WHAT IS BEING ASKED:
The answer should consist of each line from the data below that includes "building".
+ + +
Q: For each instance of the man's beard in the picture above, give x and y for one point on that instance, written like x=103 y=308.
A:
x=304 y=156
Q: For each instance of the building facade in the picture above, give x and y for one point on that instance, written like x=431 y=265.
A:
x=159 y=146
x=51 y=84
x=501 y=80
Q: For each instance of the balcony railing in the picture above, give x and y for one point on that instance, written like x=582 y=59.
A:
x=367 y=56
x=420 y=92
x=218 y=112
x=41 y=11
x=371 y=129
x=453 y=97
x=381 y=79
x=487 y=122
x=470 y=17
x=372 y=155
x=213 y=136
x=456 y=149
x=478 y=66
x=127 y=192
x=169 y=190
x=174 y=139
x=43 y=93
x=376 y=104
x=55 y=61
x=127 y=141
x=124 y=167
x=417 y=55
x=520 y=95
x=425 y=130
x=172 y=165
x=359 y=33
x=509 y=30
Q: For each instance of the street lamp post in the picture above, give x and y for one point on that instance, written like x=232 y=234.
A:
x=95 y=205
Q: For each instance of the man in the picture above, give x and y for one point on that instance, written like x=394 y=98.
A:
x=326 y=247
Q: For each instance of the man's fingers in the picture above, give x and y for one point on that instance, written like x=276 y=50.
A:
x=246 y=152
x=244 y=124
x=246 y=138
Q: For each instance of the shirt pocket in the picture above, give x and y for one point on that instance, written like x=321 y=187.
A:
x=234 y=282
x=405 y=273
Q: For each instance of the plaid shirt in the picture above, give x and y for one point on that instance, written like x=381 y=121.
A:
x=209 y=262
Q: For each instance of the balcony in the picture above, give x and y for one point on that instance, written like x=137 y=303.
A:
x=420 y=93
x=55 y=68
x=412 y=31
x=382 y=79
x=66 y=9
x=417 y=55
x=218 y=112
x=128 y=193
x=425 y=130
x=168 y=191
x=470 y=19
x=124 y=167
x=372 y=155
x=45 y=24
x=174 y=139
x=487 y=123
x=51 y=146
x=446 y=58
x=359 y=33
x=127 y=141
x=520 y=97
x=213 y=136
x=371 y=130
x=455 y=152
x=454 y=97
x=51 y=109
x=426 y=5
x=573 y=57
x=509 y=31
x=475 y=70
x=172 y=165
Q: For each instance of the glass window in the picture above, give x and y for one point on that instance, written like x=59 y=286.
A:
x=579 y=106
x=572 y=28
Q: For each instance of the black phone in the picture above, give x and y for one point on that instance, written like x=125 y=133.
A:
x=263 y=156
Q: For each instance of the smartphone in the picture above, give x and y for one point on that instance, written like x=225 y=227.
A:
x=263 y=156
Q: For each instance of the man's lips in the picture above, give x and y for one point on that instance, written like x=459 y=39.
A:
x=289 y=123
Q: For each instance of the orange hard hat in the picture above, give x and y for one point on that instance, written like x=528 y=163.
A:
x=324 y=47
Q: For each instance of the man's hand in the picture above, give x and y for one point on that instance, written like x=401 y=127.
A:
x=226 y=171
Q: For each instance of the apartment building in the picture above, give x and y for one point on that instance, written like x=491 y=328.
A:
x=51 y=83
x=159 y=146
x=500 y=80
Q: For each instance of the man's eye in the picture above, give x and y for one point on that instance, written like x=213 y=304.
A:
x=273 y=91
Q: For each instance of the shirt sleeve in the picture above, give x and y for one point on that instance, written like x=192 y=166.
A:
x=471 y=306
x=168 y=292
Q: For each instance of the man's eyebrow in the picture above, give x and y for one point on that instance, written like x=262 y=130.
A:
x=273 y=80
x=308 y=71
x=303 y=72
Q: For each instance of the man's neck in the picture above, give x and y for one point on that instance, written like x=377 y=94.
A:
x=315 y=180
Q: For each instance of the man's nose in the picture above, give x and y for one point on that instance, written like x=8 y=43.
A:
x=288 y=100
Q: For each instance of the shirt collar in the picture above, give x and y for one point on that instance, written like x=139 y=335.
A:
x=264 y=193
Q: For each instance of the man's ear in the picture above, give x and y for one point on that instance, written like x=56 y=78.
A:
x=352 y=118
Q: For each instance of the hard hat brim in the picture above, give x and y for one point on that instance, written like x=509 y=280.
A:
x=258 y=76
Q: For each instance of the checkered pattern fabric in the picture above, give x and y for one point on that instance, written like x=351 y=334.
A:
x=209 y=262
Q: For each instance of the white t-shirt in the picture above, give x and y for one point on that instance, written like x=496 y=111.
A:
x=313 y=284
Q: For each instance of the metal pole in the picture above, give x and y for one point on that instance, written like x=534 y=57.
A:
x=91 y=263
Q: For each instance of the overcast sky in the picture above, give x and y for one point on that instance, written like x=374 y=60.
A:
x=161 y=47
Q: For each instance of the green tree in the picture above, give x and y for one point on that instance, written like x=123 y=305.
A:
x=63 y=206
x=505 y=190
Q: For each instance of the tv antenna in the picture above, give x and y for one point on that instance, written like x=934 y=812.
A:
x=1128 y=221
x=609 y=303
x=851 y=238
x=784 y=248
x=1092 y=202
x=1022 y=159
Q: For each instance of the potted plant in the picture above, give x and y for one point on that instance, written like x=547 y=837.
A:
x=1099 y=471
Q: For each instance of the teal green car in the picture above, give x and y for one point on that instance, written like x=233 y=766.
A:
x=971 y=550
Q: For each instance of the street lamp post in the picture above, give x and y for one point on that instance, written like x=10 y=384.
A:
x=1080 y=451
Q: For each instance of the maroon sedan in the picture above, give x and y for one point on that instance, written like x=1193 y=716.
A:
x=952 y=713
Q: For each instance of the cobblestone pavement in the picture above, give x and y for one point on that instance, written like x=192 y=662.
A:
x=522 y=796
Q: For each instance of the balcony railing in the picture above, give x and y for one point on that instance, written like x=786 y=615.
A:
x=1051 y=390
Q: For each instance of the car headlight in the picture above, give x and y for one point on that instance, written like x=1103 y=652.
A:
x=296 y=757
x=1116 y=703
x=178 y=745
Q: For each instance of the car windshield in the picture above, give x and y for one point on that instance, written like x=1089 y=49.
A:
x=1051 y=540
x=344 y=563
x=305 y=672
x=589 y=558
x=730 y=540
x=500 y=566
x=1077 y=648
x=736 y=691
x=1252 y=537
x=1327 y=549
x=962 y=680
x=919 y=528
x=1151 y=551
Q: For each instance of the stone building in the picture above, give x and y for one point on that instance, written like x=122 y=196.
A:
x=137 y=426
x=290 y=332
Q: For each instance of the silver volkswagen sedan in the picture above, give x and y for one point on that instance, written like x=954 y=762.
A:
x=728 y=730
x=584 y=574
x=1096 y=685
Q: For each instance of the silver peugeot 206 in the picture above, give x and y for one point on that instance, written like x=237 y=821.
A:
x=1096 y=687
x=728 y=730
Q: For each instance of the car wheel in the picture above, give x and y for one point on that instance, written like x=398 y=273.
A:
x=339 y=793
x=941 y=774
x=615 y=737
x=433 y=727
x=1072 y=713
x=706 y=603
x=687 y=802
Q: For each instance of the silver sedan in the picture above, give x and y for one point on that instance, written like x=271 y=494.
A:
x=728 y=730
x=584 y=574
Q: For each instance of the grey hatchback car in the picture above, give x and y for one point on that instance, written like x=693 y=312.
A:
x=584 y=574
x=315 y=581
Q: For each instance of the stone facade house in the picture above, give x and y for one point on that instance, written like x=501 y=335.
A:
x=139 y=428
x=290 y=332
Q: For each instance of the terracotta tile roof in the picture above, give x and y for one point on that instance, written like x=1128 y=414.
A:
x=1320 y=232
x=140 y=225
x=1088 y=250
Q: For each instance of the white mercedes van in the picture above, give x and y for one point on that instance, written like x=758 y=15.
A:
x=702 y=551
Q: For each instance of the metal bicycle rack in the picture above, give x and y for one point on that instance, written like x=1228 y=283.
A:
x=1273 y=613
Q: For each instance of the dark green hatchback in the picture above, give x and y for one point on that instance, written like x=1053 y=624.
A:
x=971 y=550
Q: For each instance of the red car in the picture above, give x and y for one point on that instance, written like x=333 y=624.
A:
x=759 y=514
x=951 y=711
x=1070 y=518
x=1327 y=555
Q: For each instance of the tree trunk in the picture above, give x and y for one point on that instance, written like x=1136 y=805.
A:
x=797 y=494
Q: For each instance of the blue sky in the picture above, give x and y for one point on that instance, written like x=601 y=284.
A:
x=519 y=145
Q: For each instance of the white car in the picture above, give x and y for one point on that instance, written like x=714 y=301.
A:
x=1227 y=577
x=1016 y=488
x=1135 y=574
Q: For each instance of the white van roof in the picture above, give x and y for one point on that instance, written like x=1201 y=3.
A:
+ + +
WRITTEN ANSWER:
Q: For each instance of the building facade in the picture above, give x and y for one point on that instance, written like x=431 y=265.
Q: For each instance of the apartment building in the picture above, give x and y for one point on that instance, written like x=491 y=328.
Q: For each instance of the stone building in the picture above, give x and y for one point on that instance, written like x=122 y=196.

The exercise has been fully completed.